(Dataset records)
---*---
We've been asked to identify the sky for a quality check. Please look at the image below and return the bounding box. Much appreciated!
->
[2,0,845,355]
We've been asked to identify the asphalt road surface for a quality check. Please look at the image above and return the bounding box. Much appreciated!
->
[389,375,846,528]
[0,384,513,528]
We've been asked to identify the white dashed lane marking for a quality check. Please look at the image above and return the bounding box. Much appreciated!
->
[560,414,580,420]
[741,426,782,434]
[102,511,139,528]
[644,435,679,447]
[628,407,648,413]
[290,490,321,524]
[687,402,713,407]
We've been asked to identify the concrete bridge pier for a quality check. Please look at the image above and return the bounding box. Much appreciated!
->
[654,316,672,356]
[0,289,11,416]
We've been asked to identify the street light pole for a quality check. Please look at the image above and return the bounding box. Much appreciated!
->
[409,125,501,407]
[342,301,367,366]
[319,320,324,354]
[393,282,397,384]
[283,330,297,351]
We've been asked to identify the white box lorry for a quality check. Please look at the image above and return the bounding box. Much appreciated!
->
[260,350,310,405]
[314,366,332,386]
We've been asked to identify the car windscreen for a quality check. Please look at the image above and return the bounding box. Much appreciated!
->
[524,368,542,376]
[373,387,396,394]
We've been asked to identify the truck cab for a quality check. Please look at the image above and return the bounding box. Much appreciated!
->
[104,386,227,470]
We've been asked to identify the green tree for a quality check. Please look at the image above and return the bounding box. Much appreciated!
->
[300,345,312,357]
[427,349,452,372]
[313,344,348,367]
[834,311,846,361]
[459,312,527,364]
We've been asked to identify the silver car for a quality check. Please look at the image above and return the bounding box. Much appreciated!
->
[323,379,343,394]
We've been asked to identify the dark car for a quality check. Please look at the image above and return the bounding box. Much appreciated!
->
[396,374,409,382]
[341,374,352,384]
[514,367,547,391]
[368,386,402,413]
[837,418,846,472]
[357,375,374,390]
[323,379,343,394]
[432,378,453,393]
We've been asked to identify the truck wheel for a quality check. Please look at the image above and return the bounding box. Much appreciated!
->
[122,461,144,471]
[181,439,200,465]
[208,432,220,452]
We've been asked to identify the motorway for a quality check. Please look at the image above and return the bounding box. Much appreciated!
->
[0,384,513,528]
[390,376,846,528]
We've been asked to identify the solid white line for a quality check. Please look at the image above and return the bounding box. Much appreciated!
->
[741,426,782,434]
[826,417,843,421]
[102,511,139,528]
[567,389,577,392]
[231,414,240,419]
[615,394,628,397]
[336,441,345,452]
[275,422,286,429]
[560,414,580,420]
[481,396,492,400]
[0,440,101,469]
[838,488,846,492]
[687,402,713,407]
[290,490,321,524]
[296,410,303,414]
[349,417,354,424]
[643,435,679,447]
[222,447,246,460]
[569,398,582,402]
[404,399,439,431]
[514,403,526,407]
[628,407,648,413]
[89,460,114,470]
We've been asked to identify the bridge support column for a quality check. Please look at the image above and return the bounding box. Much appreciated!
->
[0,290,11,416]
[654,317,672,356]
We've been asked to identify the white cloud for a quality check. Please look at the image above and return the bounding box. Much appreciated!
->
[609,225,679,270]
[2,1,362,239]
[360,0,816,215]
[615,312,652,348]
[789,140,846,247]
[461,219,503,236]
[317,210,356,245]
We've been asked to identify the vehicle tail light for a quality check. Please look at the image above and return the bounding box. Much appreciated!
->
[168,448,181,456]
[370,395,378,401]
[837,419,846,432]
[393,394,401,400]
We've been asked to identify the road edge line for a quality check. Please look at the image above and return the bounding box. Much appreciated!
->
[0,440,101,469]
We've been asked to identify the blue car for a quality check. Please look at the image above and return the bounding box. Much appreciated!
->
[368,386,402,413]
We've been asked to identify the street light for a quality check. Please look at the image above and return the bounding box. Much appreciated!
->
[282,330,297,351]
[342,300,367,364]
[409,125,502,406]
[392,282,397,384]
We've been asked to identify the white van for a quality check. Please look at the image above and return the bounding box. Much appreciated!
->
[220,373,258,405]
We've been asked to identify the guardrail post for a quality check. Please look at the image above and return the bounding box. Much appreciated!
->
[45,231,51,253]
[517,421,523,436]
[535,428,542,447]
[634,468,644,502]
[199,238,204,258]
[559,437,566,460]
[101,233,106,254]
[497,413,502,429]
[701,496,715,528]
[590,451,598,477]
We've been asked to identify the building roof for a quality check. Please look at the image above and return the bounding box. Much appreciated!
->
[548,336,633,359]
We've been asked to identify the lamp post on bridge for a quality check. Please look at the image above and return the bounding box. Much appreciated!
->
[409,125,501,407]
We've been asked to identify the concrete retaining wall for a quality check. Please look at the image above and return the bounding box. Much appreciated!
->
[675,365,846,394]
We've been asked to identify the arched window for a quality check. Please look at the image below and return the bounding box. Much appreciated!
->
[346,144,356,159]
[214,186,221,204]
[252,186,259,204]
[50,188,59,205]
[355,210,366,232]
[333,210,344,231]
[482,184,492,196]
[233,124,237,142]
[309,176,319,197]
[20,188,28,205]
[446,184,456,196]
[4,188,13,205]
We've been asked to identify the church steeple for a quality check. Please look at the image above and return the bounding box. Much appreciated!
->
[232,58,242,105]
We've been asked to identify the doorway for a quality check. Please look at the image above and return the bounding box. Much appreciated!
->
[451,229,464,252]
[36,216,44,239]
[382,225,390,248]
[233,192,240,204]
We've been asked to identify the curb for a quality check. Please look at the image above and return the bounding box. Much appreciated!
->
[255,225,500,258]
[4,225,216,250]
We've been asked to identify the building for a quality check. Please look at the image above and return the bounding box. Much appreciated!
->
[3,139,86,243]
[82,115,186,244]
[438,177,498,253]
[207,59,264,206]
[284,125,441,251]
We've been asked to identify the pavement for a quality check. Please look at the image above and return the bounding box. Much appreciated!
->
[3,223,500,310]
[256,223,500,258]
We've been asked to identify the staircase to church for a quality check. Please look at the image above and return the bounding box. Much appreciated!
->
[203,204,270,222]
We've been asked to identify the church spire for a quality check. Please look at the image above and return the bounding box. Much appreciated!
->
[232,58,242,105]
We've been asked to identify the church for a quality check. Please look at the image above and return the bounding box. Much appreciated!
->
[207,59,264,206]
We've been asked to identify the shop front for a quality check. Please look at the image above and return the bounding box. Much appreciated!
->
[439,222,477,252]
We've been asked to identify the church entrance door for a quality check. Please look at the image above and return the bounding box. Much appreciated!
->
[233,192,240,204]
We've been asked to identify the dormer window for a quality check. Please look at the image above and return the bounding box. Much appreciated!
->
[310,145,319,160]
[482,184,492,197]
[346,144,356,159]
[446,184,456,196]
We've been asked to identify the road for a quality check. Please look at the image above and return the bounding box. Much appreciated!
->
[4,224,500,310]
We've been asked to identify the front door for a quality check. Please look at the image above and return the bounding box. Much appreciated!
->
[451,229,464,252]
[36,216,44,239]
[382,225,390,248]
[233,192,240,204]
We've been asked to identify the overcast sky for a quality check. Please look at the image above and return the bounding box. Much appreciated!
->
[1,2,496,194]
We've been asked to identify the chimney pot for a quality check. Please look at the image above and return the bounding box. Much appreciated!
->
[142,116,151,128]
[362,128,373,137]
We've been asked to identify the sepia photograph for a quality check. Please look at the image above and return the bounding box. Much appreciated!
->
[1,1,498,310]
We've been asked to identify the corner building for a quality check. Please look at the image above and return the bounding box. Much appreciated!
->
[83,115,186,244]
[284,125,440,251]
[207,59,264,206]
---*---
Every line containing the string "front" is required; copy each such line from the data.

We've been asked to identify the shop front for a quality check. Please look at the image above and return the bounding box. Much appreciated!
We've been asked to identify the front door for a quality check. Please look at the image above and return the bounding box. Much appreciated!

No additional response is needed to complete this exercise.